▶ **Data supplied**:
--- BEGIN ---

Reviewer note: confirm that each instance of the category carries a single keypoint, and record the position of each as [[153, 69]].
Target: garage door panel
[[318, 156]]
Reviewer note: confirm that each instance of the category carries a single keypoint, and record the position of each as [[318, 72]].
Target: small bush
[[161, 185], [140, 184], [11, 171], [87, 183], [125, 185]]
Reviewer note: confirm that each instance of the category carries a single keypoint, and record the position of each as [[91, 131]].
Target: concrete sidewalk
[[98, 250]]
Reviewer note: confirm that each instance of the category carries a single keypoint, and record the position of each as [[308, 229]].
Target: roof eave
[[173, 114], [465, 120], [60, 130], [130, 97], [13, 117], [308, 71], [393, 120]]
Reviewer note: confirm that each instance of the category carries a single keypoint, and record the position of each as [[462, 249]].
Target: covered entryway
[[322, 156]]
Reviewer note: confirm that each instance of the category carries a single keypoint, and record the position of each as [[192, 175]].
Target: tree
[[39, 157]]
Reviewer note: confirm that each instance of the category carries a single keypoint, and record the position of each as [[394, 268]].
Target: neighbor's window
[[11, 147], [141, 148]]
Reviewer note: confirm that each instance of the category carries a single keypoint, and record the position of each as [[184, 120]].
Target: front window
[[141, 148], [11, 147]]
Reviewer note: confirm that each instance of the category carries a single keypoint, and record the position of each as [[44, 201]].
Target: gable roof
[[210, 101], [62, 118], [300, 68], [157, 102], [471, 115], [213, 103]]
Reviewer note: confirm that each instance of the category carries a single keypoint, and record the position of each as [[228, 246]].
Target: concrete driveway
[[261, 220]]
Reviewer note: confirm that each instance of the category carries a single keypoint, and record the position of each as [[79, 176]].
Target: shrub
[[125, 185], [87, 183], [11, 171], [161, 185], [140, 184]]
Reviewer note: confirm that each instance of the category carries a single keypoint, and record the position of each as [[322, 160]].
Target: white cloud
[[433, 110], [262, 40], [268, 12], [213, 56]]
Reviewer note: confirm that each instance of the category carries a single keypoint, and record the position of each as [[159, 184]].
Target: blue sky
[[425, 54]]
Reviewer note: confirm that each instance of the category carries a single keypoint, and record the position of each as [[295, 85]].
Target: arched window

--- END ---
--- BEGIN ---

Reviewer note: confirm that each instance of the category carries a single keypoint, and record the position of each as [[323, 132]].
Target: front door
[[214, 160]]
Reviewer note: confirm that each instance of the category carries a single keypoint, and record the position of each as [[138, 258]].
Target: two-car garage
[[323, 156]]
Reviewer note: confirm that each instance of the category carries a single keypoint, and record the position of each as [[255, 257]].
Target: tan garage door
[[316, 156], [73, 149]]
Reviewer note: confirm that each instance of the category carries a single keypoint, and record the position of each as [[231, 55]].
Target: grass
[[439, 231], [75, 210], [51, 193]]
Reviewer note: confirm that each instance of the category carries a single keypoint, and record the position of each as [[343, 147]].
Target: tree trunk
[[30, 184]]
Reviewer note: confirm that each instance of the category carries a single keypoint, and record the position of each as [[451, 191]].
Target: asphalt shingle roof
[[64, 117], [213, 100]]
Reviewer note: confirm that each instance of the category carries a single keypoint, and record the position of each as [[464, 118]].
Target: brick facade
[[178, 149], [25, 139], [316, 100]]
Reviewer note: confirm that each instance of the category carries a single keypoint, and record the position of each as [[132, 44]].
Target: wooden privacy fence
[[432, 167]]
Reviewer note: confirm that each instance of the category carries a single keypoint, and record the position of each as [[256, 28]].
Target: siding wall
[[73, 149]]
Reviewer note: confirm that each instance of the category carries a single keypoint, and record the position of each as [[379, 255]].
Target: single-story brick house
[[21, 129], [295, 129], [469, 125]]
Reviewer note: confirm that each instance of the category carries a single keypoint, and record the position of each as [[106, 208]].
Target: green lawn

--- END ---
--- BEGIN ---

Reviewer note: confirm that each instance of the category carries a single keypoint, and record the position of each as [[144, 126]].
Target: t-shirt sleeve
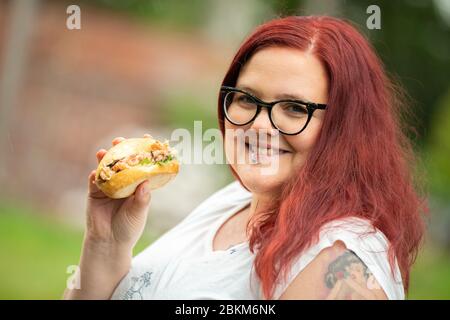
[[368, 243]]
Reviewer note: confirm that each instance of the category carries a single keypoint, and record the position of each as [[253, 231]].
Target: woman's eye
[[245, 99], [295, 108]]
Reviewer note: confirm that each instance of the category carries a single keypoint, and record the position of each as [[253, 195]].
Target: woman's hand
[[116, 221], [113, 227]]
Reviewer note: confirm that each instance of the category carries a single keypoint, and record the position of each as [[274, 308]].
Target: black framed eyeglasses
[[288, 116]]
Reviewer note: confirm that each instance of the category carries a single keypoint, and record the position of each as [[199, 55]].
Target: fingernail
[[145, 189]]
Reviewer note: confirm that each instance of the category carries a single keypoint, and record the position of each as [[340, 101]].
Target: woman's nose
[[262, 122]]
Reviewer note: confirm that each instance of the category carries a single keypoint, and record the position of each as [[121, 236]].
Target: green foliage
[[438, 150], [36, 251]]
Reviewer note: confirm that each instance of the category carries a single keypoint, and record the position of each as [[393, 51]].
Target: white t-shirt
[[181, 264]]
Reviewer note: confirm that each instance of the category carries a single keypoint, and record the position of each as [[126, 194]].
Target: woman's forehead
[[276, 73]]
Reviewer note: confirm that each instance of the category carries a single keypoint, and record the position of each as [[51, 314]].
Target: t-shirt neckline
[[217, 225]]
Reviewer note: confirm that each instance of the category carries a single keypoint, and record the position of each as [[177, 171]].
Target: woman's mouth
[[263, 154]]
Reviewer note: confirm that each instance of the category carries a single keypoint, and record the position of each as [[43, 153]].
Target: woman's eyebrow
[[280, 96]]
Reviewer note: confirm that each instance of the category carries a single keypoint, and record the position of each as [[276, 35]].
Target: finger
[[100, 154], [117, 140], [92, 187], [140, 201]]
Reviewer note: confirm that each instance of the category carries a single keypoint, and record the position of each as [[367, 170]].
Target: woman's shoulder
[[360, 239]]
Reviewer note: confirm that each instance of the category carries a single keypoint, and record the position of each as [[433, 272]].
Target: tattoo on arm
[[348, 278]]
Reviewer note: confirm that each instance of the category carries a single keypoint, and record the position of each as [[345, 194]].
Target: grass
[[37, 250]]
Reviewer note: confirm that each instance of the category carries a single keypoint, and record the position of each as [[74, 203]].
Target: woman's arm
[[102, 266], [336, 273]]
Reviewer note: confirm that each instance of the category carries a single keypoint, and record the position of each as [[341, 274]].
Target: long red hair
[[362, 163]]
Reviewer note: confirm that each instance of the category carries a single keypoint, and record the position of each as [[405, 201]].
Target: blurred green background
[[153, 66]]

--- END ---

▶ **Your objective**: List every line in the listing above that contains the string "front", treating uppercase and lowercase as different.

▶ **Written response**:
Target: front window
Target: front door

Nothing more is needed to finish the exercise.